»»
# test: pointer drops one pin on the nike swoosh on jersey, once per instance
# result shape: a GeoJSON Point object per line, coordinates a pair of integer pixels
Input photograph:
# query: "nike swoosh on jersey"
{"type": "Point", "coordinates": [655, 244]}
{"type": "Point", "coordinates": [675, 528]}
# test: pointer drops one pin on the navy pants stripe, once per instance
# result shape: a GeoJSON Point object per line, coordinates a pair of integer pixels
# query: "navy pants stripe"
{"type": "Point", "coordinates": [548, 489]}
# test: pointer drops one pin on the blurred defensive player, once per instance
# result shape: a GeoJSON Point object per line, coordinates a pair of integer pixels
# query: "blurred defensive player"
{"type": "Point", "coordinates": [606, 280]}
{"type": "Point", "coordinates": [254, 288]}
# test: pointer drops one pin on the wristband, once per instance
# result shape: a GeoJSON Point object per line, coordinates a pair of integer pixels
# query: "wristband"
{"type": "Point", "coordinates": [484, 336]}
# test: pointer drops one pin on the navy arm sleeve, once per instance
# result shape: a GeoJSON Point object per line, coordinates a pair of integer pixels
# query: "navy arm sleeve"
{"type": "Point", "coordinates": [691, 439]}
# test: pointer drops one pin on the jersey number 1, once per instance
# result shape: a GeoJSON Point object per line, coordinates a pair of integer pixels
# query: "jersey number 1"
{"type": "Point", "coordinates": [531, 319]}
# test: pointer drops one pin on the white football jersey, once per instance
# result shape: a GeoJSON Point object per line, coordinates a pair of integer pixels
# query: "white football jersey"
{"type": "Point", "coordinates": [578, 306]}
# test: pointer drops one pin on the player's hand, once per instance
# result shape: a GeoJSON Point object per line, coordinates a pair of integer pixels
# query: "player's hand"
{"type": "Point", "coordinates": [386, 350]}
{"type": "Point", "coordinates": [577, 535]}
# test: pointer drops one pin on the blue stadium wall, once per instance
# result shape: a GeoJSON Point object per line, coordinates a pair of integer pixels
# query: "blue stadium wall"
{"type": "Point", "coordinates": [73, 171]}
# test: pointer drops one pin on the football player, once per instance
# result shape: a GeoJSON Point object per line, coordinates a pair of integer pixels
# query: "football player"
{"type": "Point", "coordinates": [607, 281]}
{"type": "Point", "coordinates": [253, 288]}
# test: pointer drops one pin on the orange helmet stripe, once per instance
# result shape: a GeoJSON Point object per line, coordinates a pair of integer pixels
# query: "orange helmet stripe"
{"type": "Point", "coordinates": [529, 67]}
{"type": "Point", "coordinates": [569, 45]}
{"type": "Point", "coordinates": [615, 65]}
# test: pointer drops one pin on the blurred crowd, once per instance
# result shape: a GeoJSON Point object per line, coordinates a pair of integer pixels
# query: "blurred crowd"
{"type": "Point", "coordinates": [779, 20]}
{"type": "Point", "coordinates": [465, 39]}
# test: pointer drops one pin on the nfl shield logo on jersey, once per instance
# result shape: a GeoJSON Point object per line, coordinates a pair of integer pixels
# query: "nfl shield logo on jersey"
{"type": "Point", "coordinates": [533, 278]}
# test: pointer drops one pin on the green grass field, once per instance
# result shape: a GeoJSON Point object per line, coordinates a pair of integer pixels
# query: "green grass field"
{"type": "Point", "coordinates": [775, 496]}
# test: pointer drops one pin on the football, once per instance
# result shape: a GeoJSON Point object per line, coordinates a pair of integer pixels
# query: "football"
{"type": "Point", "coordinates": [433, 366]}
««
◆ What you should do: Print each line, exactly as written, from the one that contains "# test: pointer drops one pin on the nfl" to the end of the data above, with both end lines included and nothing else.

◆ Problem solution:
# test: pointer drops one pin on the nfl shield logo on jersey, once per instance
# result shape: a GeoJSON Point object per line, coordinates a pair of integer pixels
# query: "nfl shield logo on jersey"
{"type": "Point", "coordinates": [533, 278]}
# test: pointer drops one pin on the green grass field, once per instance
# result shape: a GeoJSON Point object per line, coordinates a pair of integer pixels
# query: "green grass field"
{"type": "Point", "coordinates": [775, 496]}
# test: pointer drops one pin on the football, once per instance
# result shape: a GeoJSON Point object per line, coordinates a pair of integer pixels
# query: "football"
{"type": "Point", "coordinates": [433, 366]}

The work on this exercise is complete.